▶ Problem statement:
Which lines of the records below contain the word "stone"? Copy each of them out.

################

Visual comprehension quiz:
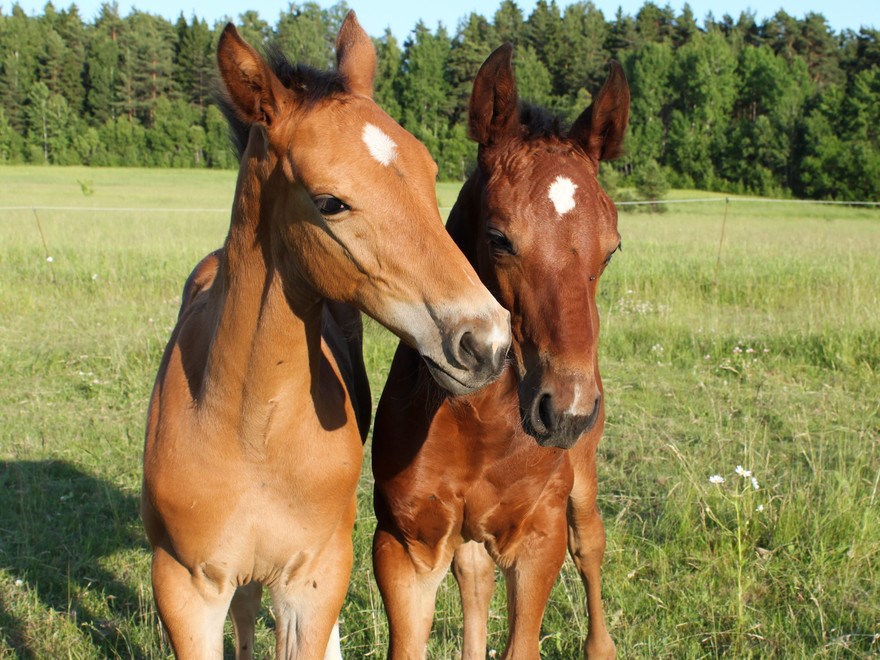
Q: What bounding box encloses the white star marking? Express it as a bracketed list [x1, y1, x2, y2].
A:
[548, 176, 578, 215]
[362, 123, 398, 166]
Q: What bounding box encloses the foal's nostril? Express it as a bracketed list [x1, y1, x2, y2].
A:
[536, 392, 556, 434]
[458, 332, 479, 362]
[456, 331, 479, 369]
[452, 327, 507, 376]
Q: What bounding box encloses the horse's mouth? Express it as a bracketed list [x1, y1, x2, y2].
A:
[420, 355, 481, 396]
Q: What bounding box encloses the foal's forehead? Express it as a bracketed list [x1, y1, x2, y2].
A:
[492, 143, 602, 215]
[298, 96, 433, 171]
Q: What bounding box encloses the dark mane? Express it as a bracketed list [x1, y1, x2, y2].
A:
[216, 44, 347, 160]
[518, 101, 568, 140]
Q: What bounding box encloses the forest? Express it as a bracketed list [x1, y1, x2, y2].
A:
[1, 0, 879, 200]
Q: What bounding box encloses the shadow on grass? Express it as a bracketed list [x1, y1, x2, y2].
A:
[0, 460, 151, 658]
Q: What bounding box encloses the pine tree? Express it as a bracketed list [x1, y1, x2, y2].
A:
[494, 0, 525, 46]
[447, 13, 495, 125]
[558, 2, 609, 94]
[514, 45, 553, 107]
[374, 28, 402, 119]
[54, 5, 88, 114]
[236, 10, 270, 51]
[397, 21, 452, 158]
[275, 3, 334, 69]
[174, 16, 214, 111]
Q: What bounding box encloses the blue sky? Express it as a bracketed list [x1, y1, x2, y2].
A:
[5, 0, 877, 38]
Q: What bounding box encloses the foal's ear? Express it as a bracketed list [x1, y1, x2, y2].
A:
[336, 11, 376, 98]
[217, 24, 288, 126]
[469, 43, 520, 146]
[569, 61, 630, 162]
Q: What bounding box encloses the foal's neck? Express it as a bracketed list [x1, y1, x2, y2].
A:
[201, 164, 321, 428]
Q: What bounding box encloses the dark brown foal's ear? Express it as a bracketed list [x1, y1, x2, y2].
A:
[469, 43, 520, 146]
[217, 23, 288, 125]
[569, 61, 630, 162]
[336, 11, 376, 97]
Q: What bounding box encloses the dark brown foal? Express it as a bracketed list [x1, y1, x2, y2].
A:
[372, 43, 629, 659]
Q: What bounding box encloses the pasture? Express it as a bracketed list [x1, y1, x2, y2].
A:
[1, 164, 878, 658]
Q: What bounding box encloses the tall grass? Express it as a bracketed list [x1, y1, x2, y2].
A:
[1, 166, 878, 657]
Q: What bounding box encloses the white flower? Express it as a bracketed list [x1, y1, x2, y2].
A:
[755, 504, 764, 512]
[709, 474, 725, 484]
[704, 354, 711, 360]
[91, 273, 98, 280]
[732, 346, 743, 354]
[46, 256, 54, 263]
[751, 477, 759, 491]
[735, 465, 752, 478]
[14, 579, 23, 587]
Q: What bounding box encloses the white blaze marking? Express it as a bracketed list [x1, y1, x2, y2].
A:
[548, 176, 578, 215]
[362, 123, 398, 166]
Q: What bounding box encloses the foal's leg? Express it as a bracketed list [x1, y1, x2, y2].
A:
[151, 545, 235, 659]
[271, 519, 355, 659]
[229, 581, 262, 659]
[373, 526, 451, 658]
[499, 516, 568, 660]
[451, 541, 496, 659]
[567, 447, 616, 659]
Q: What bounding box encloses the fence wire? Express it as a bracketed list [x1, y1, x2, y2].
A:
[1, 196, 879, 214]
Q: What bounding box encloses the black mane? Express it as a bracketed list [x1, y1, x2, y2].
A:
[518, 101, 569, 140]
[216, 44, 347, 160]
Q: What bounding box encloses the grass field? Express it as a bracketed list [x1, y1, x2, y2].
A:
[1, 165, 878, 658]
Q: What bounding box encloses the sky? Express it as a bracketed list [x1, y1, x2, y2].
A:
[4, 0, 877, 38]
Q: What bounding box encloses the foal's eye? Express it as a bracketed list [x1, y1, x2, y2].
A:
[313, 195, 350, 217]
[603, 241, 622, 266]
[487, 228, 516, 256]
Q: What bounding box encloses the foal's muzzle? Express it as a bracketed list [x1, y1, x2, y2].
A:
[521, 388, 602, 449]
[424, 313, 510, 396]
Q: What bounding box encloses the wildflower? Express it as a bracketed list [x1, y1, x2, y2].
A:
[489, 651, 497, 659]
[755, 504, 764, 513]
[15, 579, 23, 587]
[735, 465, 752, 478]
[704, 354, 711, 360]
[709, 474, 725, 484]
[763, 348, 770, 353]
[746, 347, 755, 354]
[751, 477, 759, 491]
[91, 273, 98, 280]
[46, 256, 54, 263]
[732, 346, 742, 354]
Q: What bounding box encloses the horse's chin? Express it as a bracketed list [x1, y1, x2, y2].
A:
[421, 355, 484, 397]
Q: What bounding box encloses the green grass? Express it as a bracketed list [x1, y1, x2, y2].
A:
[1, 165, 878, 658]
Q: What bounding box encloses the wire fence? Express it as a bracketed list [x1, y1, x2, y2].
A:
[615, 197, 880, 207]
[2, 196, 880, 214]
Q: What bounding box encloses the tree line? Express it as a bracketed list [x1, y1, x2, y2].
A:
[1, 1, 879, 200]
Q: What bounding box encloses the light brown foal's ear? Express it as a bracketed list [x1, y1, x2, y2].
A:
[469, 43, 520, 146]
[336, 11, 376, 97]
[569, 60, 630, 162]
[217, 23, 288, 125]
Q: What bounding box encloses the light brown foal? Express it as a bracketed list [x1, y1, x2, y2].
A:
[372, 45, 630, 659]
[142, 14, 510, 659]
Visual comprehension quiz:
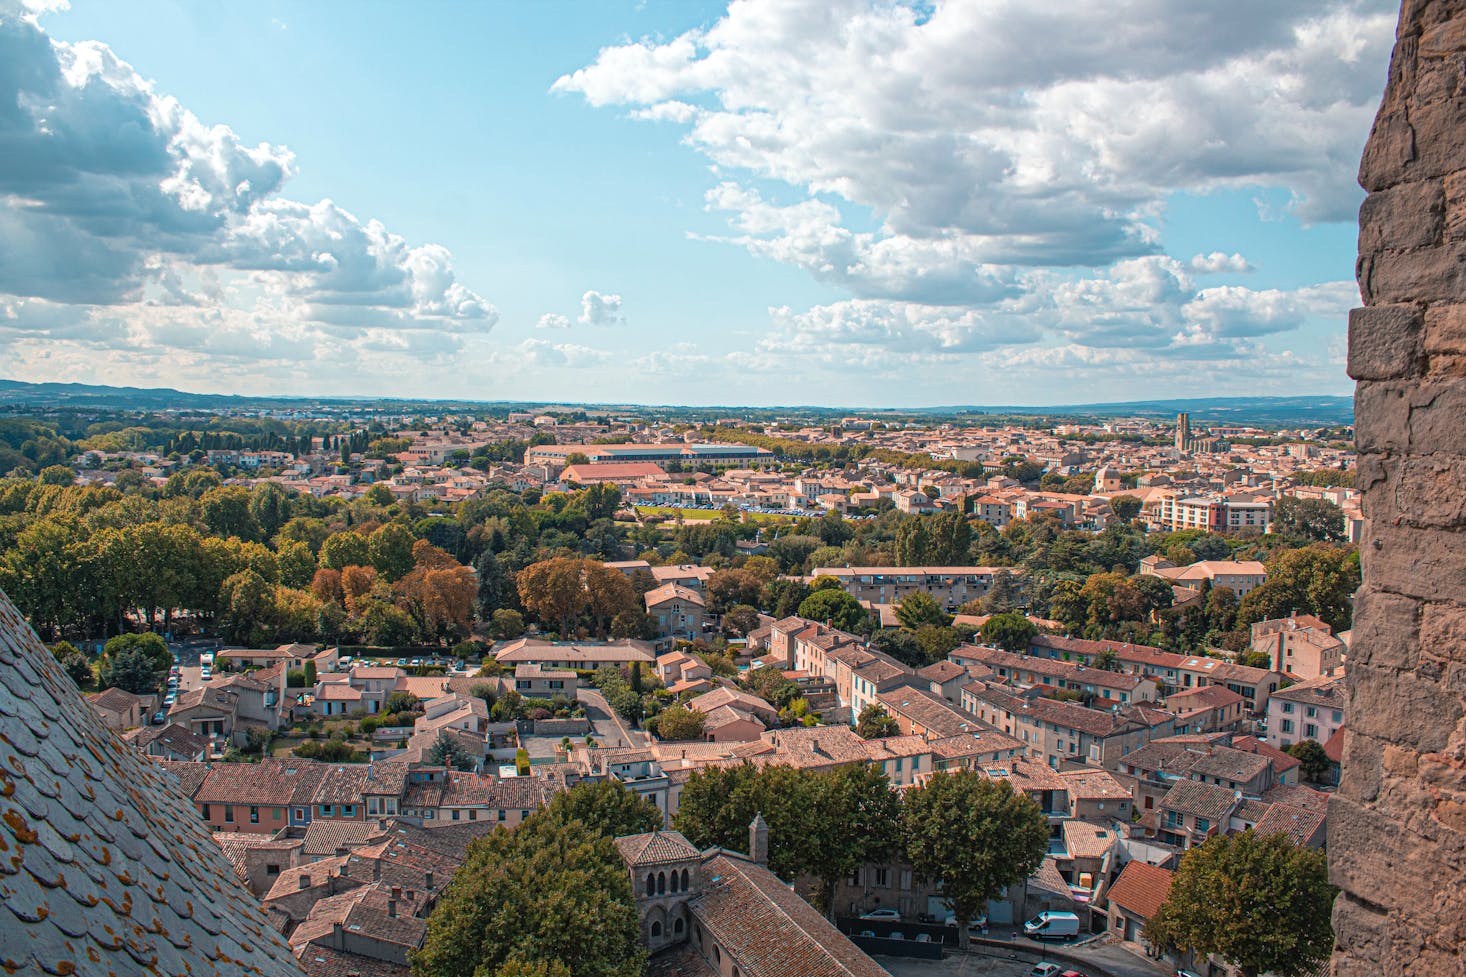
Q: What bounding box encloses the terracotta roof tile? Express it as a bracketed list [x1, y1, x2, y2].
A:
[1106, 861, 1174, 920]
[0, 588, 302, 976]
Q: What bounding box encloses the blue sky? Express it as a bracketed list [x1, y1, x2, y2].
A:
[1, 0, 1396, 406]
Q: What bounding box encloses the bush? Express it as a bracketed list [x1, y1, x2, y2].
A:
[515, 748, 531, 777]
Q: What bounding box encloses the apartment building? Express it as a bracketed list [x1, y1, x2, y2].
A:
[951, 644, 1159, 706]
[1267, 674, 1347, 748]
[959, 681, 1176, 770]
[1250, 614, 1345, 680]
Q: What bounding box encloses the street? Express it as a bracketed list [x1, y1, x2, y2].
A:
[874, 936, 1170, 977]
[576, 688, 644, 750]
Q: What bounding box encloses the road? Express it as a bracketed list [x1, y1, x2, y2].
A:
[875, 936, 1170, 977]
[577, 688, 643, 750]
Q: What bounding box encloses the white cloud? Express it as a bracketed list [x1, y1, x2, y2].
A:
[0, 5, 494, 379]
[536, 313, 572, 330]
[1190, 251, 1254, 274]
[556, 0, 1388, 389]
[578, 290, 625, 326]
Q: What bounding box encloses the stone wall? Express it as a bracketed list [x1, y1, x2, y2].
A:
[1334, 3, 1466, 974]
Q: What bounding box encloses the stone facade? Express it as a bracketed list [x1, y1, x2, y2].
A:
[1334, 4, 1466, 974]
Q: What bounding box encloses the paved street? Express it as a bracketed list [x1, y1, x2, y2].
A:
[874, 937, 1170, 977]
[577, 688, 643, 749]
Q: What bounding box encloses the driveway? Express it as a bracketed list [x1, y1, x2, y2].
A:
[577, 688, 643, 750]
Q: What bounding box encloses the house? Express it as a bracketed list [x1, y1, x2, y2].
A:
[1250, 614, 1345, 680]
[1267, 674, 1347, 748]
[649, 564, 716, 595]
[686, 687, 777, 727]
[1139, 557, 1268, 596]
[951, 644, 1159, 705]
[88, 687, 148, 729]
[494, 637, 657, 671]
[1059, 767, 1134, 823]
[1155, 780, 1239, 849]
[645, 584, 707, 644]
[657, 650, 713, 689]
[1106, 860, 1174, 950]
[960, 681, 1176, 770]
[916, 660, 969, 702]
[126, 722, 211, 761]
[194, 758, 326, 834]
[1164, 684, 1247, 733]
[808, 566, 1015, 610]
[512, 663, 579, 697]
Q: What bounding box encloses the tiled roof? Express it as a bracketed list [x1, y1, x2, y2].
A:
[1253, 802, 1326, 846]
[1271, 674, 1347, 706]
[297, 943, 409, 977]
[1106, 860, 1174, 920]
[1059, 767, 1132, 800]
[89, 686, 145, 711]
[1159, 780, 1239, 821]
[1261, 783, 1331, 813]
[157, 759, 212, 797]
[303, 819, 380, 859]
[1186, 747, 1271, 784]
[313, 764, 372, 806]
[197, 757, 321, 807]
[615, 830, 701, 867]
[0, 588, 303, 976]
[692, 854, 890, 977]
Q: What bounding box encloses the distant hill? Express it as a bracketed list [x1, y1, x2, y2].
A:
[0, 379, 1352, 426]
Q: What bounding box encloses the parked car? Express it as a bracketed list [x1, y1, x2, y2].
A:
[887, 931, 905, 941]
[1060, 971, 1091, 977]
[856, 929, 875, 938]
[163, 692, 177, 707]
[1028, 965, 1062, 977]
[151, 710, 166, 725]
[858, 908, 900, 921]
[914, 933, 933, 943]
[1176, 972, 1203, 977]
[944, 912, 987, 928]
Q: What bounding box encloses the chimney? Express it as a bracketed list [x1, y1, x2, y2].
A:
[298, 873, 310, 890]
[391, 885, 402, 900]
[335, 846, 348, 857]
[332, 922, 344, 949]
[387, 897, 397, 918]
[749, 813, 769, 866]
[425, 870, 434, 890]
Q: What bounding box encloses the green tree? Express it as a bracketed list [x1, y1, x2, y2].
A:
[199, 486, 261, 541]
[1110, 494, 1142, 521]
[1273, 496, 1346, 543]
[369, 522, 417, 581]
[537, 780, 661, 838]
[796, 588, 870, 633]
[653, 704, 705, 741]
[218, 569, 274, 645]
[903, 770, 1048, 946]
[804, 763, 901, 916]
[894, 591, 951, 630]
[248, 482, 293, 541]
[38, 464, 76, 486]
[413, 818, 645, 977]
[276, 540, 317, 590]
[100, 647, 161, 695]
[855, 703, 900, 739]
[489, 608, 527, 639]
[53, 642, 94, 687]
[979, 569, 1020, 614]
[426, 732, 477, 771]
[1146, 830, 1335, 977]
[1238, 544, 1360, 632]
[319, 530, 371, 570]
[980, 611, 1038, 652]
[1285, 739, 1331, 784]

################

▶ Finished task:
Q: What bounding box encloses the stone wall? Express it as a bracketed list [x1, y1, x2, y2].
Q: What bounding box encloses the stone facade? Express it as a bracketed list [x1, y1, x2, y2].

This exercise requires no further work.